Required task:
Please edit the data below so that every "written as" reads "formatted as", with everything else left unchanged.

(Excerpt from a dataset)
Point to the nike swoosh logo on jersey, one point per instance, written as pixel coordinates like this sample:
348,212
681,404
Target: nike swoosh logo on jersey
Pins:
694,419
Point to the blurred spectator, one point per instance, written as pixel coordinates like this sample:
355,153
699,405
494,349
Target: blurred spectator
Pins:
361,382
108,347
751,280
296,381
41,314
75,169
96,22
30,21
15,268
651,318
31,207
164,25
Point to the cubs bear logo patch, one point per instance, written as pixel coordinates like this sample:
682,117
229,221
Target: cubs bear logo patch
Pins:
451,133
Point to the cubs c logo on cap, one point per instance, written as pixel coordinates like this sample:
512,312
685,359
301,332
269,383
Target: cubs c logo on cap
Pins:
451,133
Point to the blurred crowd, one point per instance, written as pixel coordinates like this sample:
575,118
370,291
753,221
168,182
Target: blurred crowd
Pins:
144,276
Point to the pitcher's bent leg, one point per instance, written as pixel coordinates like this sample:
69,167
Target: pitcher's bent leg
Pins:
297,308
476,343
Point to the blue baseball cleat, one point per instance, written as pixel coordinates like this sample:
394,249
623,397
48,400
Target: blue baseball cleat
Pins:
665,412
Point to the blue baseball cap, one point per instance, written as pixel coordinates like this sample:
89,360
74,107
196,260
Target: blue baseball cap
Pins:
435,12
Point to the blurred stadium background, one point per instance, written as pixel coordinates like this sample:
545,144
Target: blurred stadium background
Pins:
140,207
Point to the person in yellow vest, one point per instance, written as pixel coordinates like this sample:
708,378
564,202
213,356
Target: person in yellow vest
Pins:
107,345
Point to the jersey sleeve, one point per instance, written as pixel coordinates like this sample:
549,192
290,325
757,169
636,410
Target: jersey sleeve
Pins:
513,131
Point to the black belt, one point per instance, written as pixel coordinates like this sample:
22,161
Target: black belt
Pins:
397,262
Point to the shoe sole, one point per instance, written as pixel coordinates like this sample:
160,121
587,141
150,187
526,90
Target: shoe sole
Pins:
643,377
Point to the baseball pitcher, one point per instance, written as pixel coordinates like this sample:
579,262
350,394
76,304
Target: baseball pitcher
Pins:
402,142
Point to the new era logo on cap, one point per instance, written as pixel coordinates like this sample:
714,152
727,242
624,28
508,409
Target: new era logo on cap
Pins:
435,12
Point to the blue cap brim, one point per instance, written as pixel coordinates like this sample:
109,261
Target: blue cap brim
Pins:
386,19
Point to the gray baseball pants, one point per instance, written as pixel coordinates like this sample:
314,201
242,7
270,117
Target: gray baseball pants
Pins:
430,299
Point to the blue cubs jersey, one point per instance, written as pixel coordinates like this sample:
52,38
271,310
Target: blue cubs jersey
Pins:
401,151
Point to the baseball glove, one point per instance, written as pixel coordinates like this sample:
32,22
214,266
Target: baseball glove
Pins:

Task output:
Point to the nike swoosh logo on jersey, one point per instance, formatted as pixel coordinates like this sample:
348,212
681,404
Target: nike swoosh logo on jersey
Pins:
694,419
Point to the blurred spectator, one point per instance, formatted as pixel coordinates like this sample:
355,153
699,405
494,349
Target: blurred spectator
Pins:
361,382
108,347
751,280
296,381
41,314
75,169
96,22
30,21
15,268
651,318
31,207
164,25
Point to the cubs bear logo patch, one point per instance, formatted as pixel coordinates like this sample:
682,117
229,221
Target: cubs bear logo patch
Pins:
451,133
Point to the cubs c logo on cap, one point per instance, formatted as pixel coordinates like this sample:
512,312
685,359
301,332
269,383
Target: cubs c logo on cap
Pins:
451,133
Point to the blurred crowd, one point per instance, formatted as pixel coordinates like this sample:
575,118
370,291
753,221
168,182
Target: blurred crowd
Pins:
144,276
Point to the pitcher's bent leg, one point per instance, formatted as pixel coordinates like this sample:
69,167
Target: pitcher's bent leg
Pins:
297,308
476,343
Point to the blue baseball cleat, one point per instance, formatted as pixel coordinates like this sample:
394,249
623,397
48,400
Target: blue baseball cleat
Pins:
665,412
Point to the blue baseball cap, one point per instance, formatted as pixel coordinates like this sample:
89,360
74,107
196,260
Target: blue baseball cap
Pins:
435,12
Point to the blurred stadium background, one point per instance, formatted as pixel coordinates like this sample:
545,144
Target: blurred stadium background
Pins:
140,207
Point to the person in yellow vest, one point per instance, formatted as pixel coordinates like this sample:
708,378
564,202
213,356
Target: person in yellow vest
Pins:
107,345
Point to the jersey sleeve, one point per instance, formatted as pixel coordinates like this sample:
549,192
290,325
757,169
636,410
Target: jersey sleeve
Pins:
513,131
Point to the black belt, one point per instance, formatted as pixel coordinates like this sample:
22,161
Target: black belt
Pins:
397,262
Point to the shoe sole, one point per instance, formatted as pixel coordinates like this sample:
160,121
587,141
150,187
526,90
Target: shoe sole
Pins:
643,377
Point to the baseball pitcher, one point per instance, formatted as pixel coordinates like this sample:
579,262
350,394
76,304
Target: baseball pitcher
Pins:
402,142
Point to the new era logo on cap, one point per instance, formatted as pixel coordinates like this sample:
714,152
727,242
624,28
508,409
Target: new era logo on cap
Pins:
435,12
Point to the blue cap brim, one point per instance, formatted as pixel coordinates like this sample:
109,261
Target: blue cap brim
Pins:
386,19
Point to the gray baseball pants, one point per instance, formatted as pixel coordinates like this sample:
314,201
242,7
270,117
Target: gray baseball pants
Pins:
430,299
Point to the blue cubs jersey, one point per instance, formatted as pixel coordinates like this sample:
52,38
271,310
Target: blue cubs jersey
Pins:
401,151
Point to the baseball glove, one point per instance, formatted as pixel coordinates like this sample:
32,22
214,266
Target: baseball glove
Pins:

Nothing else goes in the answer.